--- Start Raw records ---

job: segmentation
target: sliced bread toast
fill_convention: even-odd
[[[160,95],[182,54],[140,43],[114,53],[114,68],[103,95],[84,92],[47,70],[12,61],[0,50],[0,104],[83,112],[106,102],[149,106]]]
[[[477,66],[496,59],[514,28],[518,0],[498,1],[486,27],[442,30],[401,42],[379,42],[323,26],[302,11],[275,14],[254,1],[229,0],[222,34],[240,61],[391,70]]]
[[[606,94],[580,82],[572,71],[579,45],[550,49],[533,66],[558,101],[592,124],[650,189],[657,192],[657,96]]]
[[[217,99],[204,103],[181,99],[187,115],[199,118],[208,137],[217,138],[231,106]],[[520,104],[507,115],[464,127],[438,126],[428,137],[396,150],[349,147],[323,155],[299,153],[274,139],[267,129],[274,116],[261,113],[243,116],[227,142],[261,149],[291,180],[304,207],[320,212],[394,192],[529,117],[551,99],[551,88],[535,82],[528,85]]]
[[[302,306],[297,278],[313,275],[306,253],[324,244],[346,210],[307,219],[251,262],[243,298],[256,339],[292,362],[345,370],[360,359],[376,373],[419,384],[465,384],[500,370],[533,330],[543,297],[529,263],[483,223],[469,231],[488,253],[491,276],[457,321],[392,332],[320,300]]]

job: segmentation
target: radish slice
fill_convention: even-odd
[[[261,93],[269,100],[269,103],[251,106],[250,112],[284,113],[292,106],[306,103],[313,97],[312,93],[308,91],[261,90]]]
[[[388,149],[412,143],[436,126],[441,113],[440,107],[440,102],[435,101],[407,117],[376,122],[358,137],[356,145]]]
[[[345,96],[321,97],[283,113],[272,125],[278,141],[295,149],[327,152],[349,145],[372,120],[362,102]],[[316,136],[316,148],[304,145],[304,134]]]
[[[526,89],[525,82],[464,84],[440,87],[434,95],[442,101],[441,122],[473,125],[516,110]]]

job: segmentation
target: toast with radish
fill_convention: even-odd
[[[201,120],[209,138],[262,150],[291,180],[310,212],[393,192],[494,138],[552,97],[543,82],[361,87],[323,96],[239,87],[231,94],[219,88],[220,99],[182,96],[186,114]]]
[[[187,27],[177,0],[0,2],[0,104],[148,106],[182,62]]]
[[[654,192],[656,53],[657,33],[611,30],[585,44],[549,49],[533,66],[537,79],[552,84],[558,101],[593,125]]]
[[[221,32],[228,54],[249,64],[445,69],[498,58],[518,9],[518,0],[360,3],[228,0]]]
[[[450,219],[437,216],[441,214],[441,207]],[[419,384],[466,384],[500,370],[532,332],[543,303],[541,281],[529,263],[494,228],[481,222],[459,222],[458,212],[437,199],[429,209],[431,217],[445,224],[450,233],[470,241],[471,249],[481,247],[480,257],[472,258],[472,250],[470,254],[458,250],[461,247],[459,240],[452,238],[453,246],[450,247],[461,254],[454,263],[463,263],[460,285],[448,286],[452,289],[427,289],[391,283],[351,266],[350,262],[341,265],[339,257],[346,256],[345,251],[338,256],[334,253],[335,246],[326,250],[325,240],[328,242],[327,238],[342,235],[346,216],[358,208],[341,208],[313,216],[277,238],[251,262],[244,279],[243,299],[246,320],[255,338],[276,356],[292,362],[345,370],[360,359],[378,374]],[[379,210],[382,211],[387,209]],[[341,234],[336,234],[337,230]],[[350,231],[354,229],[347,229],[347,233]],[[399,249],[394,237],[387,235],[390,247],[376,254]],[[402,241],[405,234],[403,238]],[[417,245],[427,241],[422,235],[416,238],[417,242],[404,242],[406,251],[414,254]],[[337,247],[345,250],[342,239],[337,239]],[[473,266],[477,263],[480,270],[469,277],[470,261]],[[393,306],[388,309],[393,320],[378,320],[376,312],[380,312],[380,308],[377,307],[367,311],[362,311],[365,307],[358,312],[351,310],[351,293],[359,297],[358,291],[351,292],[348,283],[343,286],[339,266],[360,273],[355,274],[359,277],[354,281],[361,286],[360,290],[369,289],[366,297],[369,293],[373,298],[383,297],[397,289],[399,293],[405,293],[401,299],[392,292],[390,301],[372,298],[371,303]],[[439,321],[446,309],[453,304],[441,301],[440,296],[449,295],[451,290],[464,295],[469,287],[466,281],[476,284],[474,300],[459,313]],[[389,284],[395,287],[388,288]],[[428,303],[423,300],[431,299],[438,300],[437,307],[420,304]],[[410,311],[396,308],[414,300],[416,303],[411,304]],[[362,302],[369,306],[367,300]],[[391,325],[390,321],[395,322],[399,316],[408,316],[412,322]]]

--- End Raw records ---

Pull out each line of the records above that contains the string "target", matching case exactly, and copy those lines in full.

target: sliced bread toast
target: radish slice
target: toast with radish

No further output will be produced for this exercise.